:: Study text ::

Tuesday 20 May 2014

Three simple ways Gareth Edwards
could have improved Godzilla (a bit)

Not including this one.

*** WARNING ***
Contains massive spoilers for Godzilla.
Don't read unless you've seen it, aren't planning
to see it, or don't give a hoot about spoilers.

Gareth Edwards' Godzilla, currently stomping around in a cinema near you shouting about something or other, may have some of the best set-pieces we've seen in monster movies for yonks, but in terms of its human characters it's prehistoric. Everyone's a cliché, relationships are irrelevant and emotional attachment to any of them is non-existent.

But more troublingly, despite this being The Year Of Our Lord 2014, the film is a total sausagefest. Juliette Binoche is dispatched in the first reel, Sally Hawkins is a dutiful, irrelevant assistant and Elizabeth Olsen spends the whole film being a worried wife on the end of a phone while the men get on with all the heavy lifting. The only important female character in the entire movie is a Massive Unidentified Terrestrial Object, and if there's one thing I know about women it's that they don't like to be referred to as Objects. Or, for that matter, Massive.

While much of the blame for this woeful state of affairs can be apportioned to screenwriter Max Borenstein, Gareth Edwards has gone on record to say that he was largely left to his own devices by Warner Bros, so as director the buck must stop with him. He's an intelligent guy, and his first film Monsters did a much better job with the gender balancing, so what gives? The most frustrating thing about the testosterone overload is that there were three very simple solutions available to Edwards and Borenstein, and any one of them would have made a positive difference. The plot may still have been throwaway, but at least we'd be making some kind of progress in an industry powerful enough to cause ripples as big as Godzilla's footsteps.

1. Swap Bryan Cranston and Juliette Binoche
Cranston and Binoche are both terrific actors, and their billing in Godzilla is a sly wrong-footing of the audience given the amount of screen time they get. But imagine for a moment that Binoche is the nuclear expert who has to make the terrible decision to seal her husband's fate, and then spends fifteen years trying to uncover a conspiracy. Not hard, is it? The story would barely change, but the mother-son dynamic between her and Aaron Taylor-Johnson would have been a refreshing spin on the Steven Spielberg Absent Father routine Edwards employs.

:::
:: Given data ::

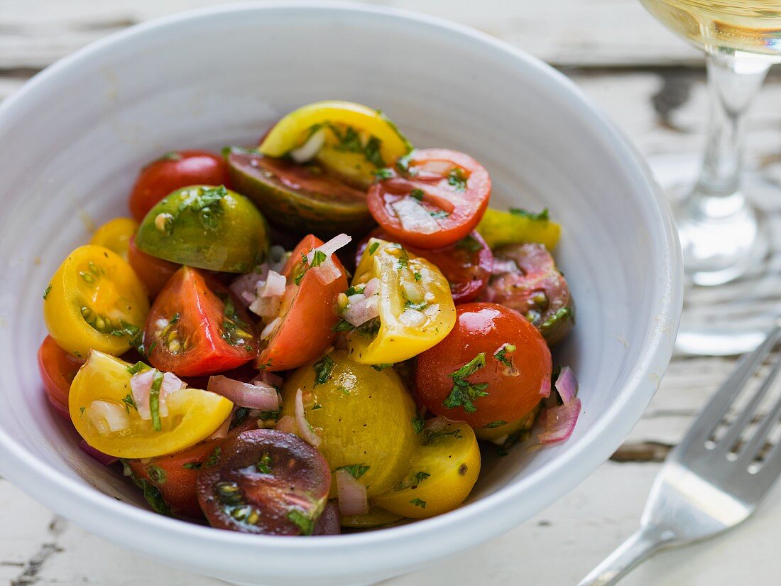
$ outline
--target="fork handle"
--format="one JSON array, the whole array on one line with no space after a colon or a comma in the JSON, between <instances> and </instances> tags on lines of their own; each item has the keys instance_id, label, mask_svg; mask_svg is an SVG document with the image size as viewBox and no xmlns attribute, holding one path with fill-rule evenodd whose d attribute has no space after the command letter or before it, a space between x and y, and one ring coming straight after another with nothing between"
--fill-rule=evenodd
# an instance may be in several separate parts
<instances>
[{"instance_id":1,"label":"fork handle","mask_svg":"<svg viewBox=\"0 0 781 586\"><path fill-rule=\"evenodd\" d=\"M577 586L610 586L672 539L651 526L640 527L606 557Z\"/></svg>"}]
</instances>

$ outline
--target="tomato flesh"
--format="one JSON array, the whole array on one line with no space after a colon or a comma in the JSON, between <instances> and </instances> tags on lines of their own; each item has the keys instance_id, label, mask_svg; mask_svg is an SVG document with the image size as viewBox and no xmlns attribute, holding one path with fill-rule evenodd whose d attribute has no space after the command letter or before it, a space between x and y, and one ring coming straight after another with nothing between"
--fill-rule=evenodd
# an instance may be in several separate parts
<instances>
[{"instance_id":1,"label":"tomato flesh","mask_svg":"<svg viewBox=\"0 0 781 586\"><path fill-rule=\"evenodd\" d=\"M356 266L361 262L363 251L369 238L393 241L381 228L373 231L358 245L355 252ZM399 242L416 256L433 263L450 284L450 292L455 304L472 301L485 288L494 266L494 254L477 232L455 245L443 248L418 248L405 242Z\"/></svg>"},{"instance_id":2,"label":"tomato flesh","mask_svg":"<svg viewBox=\"0 0 781 586\"><path fill-rule=\"evenodd\" d=\"M149 310L144 346L153 366L182 377L237 368L257 356L255 326L223 285L180 269Z\"/></svg>"},{"instance_id":3,"label":"tomato flesh","mask_svg":"<svg viewBox=\"0 0 781 586\"><path fill-rule=\"evenodd\" d=\"M280 309L280 322L258 356L259 368L298 368L318 358L333 341L336 334L333 328L339 320L337 298L347 289L347 272L341 263L332 255L341 276L328 284L323 284L311 270L303 273L298 284L295 284L296 277L306 268L301 255L322 244L316 236L305 237L282 270L287 286Z\"/></svg>"},{"instance_id":4,"label":"tomato flesh","mask_svg":"<svg viewBox=\"0 0 781 586\"><path fill-rule=\"evenodd\" d=\"M138 278L146 288L149 297L154 298L162 291L173 273L180 265L156 256L148 255L136 246L136 238L133 236L127 244L127 262L136 272Z\"/></svg>"},{"instance_id":5,"label":"tomato flesh","mask_svg":"<svg viewBox=\"0 0 781 586\"><path fill-rule=\"evenodd\" d=\"M84 363L84 360L68 354L57 345L52 336L46 336L38 348L38 370L46 388L46 396L57 413L69 421L70 384Z\"/></svg>"},{"instance_id":6,"label":"tomato flesh","mask_svg":"<svg viewBox=\"0 0 781 586\"><path fill-rule=\"evenodd\" d=\"M227 163L219 155L209 151L175 151L141 170L127 205L133 217L141 222L171 191L189 185L230 188L230 182Z\"/></svg>"},{"instance_id":7,"label":"tomato flesh","mask_svg":"<svg viewBox=\"0 0 781 586\"><path fill-rule=\"evenodd\" d=\"M198 479L212 527L269 535L312 534L331 486L328 463L298 436L269 429L227 438Z\"/></svg>"},{"instance_id":8,"label":"tomato flesh","mask_svg":"<svg viewBox=\"0 0 781 586\"><path fill-rule=\"evenodd\" d=\"M467 303L456 309L455 327L418 356L421 402L437 415L475 427L530 413L551 388L551 351L542 335L503 306ZM451 376L469 363L477 366L465 376Z\"/></svg>"},{"instance_id":9,"label":"tomato flesh","mask_svg":"<svg viewBox=\"0 0 781 586\"><path fill-rule=\"evenodd\" d=\"M369 189L369 211L394 238L422 248L455 244L480 221L490 197L488 172L462 152L413 151Z\"/></svg>"}]
</instances>

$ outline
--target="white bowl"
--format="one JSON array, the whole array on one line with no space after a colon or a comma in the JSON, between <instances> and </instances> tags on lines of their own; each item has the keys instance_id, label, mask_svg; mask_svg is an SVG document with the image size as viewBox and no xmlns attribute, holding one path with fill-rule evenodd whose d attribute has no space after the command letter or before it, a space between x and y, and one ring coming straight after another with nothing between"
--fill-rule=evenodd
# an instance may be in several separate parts
<instances>
[{"instance_id":1,"label":"white bowl","mask_svg":"<svg viewBox=\"0 0 781 586\"><path fill-rule=\"evenodd\" d=\"M280 115L324 98L381 108L419 146L471 153L493 177L494 205L550 208L563 225L557 255L579 312L555 356L580 381L580 421L564 445L487 452L468 504L392 529L283 538L156 515L81 453L48 408L35 362L41 294L88 238L85 217L126 213L144 163L174 148L251 142ZM0 161L0 473L87 531L172 566L249 584L356 584L484 541L610 456L672 353L681 262L645 166L562 75L463 27L323 3L237 5L134 27L8 98Z\"/></svg>"}]
</instances>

:::

Answer these questions about the review.
(a) Which actress does the review say is dispatched in the first reel?
(b) What was Gareth Edwards' first film?
(c) Who wrote the screenplay for Godzilla?
Rely only on the review.

• **Output below**:
(a) Juliette Binoche
(b) Monsters
(c) Max Borenstein